Aim — Beginning at the line containing "for the warehouse", output every line to the end of the data below exactly as it appears.

Provided records —

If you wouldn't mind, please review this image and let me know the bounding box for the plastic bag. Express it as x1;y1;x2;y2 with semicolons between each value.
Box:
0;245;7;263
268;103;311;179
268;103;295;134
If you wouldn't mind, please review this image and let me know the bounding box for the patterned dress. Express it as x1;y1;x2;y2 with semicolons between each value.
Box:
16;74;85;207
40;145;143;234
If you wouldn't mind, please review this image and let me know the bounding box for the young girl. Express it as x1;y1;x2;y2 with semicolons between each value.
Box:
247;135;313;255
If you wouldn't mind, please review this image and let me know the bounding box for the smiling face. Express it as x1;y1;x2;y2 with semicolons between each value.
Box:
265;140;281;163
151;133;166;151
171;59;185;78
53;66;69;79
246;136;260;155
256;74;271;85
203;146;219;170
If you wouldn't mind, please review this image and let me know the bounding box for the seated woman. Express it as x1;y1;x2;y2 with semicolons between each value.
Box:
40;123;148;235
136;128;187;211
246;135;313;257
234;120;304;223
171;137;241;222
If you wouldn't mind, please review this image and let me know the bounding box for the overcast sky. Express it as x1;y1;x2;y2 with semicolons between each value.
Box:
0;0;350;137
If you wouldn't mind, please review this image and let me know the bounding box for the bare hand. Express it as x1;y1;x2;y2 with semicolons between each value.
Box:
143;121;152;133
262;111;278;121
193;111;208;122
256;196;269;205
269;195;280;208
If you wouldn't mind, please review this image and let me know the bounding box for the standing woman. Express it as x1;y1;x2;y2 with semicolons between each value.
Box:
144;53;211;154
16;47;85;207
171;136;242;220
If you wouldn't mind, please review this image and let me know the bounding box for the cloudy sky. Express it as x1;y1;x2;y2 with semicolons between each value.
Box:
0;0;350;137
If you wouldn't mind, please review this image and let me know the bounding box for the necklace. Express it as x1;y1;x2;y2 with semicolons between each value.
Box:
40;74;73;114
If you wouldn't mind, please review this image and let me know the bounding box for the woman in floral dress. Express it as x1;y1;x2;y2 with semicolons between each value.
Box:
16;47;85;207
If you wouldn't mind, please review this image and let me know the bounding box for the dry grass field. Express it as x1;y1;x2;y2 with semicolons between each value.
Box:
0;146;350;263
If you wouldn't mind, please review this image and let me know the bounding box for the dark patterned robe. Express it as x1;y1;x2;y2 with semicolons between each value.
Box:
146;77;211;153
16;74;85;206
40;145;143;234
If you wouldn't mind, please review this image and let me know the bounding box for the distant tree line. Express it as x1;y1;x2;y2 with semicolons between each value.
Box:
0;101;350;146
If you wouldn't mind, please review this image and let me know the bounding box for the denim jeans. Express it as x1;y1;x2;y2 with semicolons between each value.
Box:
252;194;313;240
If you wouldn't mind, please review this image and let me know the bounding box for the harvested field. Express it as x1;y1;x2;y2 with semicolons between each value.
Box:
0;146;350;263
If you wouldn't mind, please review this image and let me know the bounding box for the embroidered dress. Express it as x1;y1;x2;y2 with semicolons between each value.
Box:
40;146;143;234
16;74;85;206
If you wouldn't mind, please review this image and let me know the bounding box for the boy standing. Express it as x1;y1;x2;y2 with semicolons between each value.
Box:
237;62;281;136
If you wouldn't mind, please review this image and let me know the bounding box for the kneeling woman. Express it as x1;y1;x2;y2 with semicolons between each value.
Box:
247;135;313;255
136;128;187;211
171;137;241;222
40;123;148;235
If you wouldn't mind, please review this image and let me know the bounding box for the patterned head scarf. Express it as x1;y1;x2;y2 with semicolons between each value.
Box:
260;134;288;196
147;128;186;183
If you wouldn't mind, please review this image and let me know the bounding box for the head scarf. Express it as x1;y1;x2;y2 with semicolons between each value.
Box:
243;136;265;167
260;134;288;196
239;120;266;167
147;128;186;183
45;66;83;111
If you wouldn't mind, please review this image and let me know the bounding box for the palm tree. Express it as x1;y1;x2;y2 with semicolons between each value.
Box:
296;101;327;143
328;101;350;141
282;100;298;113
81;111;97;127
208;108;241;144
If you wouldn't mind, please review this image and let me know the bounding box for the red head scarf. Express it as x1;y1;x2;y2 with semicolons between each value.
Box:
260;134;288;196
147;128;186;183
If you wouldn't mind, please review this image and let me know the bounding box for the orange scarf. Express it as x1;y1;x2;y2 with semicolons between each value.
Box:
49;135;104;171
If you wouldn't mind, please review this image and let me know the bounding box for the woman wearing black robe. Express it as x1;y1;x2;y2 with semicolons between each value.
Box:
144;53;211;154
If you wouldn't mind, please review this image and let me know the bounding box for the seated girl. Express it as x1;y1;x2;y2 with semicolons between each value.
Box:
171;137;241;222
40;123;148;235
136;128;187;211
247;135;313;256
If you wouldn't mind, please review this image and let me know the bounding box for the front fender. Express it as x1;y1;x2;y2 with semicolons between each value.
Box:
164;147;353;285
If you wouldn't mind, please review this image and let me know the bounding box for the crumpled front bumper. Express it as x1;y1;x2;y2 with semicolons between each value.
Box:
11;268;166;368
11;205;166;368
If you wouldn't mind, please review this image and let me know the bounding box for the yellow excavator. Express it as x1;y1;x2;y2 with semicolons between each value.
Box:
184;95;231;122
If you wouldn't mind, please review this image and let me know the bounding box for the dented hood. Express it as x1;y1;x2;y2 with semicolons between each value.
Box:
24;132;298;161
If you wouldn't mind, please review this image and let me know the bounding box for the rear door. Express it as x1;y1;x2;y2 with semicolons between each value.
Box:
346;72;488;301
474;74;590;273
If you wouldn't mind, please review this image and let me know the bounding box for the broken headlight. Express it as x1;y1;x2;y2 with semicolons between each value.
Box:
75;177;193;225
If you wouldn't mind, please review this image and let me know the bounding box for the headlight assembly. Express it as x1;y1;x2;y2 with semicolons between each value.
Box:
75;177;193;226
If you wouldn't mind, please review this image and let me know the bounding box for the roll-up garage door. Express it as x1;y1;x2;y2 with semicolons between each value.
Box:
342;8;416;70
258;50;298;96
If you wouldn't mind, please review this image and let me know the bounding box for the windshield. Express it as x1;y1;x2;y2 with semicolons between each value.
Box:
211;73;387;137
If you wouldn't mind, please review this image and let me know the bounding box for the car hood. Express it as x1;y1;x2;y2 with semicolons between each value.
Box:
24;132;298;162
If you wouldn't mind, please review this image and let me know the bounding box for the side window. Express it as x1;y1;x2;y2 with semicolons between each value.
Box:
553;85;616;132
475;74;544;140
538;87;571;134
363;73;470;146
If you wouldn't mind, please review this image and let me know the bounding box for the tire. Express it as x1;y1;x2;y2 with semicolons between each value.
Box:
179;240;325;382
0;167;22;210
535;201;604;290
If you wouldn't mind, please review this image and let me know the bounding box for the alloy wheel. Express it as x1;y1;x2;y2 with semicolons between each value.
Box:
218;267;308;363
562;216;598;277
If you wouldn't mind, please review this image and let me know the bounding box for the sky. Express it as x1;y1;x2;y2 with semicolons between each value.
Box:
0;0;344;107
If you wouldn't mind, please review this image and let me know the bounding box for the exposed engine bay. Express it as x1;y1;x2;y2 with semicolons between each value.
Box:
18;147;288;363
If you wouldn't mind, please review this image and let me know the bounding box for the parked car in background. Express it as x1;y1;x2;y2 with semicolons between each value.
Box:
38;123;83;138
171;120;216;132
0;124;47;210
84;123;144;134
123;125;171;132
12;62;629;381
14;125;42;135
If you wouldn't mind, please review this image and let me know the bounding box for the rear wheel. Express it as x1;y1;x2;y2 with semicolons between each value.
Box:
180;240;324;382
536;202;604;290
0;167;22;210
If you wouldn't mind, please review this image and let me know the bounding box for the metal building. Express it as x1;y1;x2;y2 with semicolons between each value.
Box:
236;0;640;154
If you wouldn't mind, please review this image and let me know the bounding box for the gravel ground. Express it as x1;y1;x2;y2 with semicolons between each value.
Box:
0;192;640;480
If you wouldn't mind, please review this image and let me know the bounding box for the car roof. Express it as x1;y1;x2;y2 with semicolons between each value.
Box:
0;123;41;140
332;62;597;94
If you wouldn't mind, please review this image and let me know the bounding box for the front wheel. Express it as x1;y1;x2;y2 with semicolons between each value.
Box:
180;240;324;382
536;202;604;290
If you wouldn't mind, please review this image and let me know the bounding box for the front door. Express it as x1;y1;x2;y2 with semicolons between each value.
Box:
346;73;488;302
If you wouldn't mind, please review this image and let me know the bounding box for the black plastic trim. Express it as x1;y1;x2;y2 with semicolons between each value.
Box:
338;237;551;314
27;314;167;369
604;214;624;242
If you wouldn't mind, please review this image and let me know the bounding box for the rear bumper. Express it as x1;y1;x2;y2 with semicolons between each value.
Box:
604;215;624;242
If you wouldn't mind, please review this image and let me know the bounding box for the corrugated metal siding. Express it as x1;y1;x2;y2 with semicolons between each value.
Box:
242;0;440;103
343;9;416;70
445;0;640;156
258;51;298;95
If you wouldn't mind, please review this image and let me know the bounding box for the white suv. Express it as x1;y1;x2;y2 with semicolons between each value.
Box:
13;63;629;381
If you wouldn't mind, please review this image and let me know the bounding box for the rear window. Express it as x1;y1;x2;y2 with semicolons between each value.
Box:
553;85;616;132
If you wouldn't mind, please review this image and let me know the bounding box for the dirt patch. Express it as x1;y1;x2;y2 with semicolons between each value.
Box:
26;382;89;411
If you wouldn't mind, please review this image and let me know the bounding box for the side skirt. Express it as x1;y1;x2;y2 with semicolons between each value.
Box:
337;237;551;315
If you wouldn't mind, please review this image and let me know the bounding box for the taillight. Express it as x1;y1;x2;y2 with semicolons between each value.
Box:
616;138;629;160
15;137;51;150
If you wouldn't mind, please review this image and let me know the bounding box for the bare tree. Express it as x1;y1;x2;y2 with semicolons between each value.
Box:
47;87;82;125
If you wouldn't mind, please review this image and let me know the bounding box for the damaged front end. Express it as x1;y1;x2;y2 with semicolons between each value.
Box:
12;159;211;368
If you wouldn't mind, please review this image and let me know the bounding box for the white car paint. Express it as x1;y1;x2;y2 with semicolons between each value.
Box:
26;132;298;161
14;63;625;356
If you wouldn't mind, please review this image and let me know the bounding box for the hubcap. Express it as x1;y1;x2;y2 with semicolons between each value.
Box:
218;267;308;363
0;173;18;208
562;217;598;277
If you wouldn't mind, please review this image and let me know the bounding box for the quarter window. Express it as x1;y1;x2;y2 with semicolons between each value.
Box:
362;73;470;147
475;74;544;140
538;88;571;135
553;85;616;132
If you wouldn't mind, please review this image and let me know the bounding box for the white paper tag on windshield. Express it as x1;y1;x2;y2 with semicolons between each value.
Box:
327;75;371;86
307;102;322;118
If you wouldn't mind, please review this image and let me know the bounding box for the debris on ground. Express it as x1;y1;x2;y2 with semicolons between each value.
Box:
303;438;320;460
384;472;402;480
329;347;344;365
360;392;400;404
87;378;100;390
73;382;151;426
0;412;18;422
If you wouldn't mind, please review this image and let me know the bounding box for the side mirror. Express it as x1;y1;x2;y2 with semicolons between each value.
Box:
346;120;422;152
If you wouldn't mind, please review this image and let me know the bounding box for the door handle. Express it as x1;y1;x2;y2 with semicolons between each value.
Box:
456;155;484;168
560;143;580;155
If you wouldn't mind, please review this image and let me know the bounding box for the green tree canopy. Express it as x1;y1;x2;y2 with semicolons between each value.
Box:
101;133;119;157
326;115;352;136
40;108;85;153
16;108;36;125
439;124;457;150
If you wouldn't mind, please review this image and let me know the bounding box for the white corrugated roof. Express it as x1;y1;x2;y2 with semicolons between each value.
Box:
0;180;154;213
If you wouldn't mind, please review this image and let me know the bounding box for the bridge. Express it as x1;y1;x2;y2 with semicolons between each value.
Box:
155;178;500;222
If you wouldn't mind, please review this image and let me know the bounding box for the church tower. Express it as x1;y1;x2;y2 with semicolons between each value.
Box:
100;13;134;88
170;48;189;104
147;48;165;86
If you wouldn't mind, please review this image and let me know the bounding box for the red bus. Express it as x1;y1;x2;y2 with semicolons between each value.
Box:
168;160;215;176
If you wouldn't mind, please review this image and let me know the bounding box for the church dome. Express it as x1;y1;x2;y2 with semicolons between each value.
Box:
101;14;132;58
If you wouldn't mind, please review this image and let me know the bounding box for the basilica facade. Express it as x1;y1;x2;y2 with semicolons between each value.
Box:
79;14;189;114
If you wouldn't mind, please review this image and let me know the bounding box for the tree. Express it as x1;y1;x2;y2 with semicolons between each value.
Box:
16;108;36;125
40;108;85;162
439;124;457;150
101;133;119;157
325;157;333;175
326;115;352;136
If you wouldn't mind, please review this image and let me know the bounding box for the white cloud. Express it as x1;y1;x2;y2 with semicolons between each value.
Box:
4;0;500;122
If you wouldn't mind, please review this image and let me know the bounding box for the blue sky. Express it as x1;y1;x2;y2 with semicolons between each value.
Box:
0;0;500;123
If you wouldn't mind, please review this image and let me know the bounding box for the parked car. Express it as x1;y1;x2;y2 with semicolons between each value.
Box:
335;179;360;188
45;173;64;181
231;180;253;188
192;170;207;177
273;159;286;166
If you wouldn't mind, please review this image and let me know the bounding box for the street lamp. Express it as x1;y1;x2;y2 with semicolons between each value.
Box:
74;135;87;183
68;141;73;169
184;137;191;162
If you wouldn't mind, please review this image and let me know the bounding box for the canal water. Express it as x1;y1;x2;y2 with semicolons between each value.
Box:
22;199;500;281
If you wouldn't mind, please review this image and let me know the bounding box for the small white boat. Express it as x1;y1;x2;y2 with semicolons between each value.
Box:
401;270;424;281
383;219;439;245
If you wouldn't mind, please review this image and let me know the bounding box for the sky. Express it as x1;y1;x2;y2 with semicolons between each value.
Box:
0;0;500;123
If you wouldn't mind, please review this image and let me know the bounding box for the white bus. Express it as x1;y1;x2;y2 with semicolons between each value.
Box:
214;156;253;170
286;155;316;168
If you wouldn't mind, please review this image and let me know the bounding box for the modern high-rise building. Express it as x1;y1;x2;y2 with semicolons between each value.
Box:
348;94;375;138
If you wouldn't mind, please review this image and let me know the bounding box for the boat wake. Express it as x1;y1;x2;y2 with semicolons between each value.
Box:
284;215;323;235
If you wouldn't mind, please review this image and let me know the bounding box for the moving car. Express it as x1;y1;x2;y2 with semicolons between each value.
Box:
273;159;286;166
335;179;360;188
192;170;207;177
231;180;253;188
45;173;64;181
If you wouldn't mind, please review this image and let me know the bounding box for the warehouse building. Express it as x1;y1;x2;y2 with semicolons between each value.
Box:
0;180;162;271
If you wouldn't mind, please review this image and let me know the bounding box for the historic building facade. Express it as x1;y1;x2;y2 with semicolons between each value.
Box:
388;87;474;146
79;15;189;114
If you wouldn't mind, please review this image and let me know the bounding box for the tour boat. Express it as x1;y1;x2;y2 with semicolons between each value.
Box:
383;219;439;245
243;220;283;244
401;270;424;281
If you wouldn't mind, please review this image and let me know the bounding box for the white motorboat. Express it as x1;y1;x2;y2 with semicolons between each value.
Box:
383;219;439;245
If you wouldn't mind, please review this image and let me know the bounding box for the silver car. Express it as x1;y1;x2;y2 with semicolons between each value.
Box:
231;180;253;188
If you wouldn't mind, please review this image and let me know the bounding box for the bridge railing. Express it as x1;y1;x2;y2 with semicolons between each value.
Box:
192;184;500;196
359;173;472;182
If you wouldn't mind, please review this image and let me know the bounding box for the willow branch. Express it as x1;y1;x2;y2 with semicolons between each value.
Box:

Exercise solution —
If you wouldn't mind, please review this image and let me know the bounding box for the warehouse building. Express it as x1;y1;x2;y2 with semicolons between each value.
Box:
0;180;162;271
If you wouldn't mind, please review this image and let me know the bounding box for the historic building facade. Express it as x1;y1;x2;y2 with semicolons between each value.
Box:
388;87;474;146
79;15;189;114
If you wouldn't mind, please review this image and let me know the bounding box for the tour boat. Express it as x1;y1;x2;y2 with semicolons between each value.
Box:
383;219;439;245
243;220;283;244
401;270;424;281
If you wouldn't mind, please review this image and let me know the bounding box for the white motorboat. Express it as x1;y1;x2;y2 with semicolons between each value.
Box:
383;219;439;245
If you wouldn't mind, please review this image and let me know the bounding box for the silver car. Express it as x1;y1;x2;y2 with semicolons between each value.
Box:
231;180;253;188
If you wouldn't mind, please review this image and let me know the bounding box for the bridge railing. Express it as x1;y1;x2;y2 with semicolons between each value.
Box:
192;184;500;196
359;173;472;182
If you wouldn't mind, please review this image and let me know the bounding box for the willow branch. Express it as x1;y1;x2;y2 with semicolons between each value.
Box:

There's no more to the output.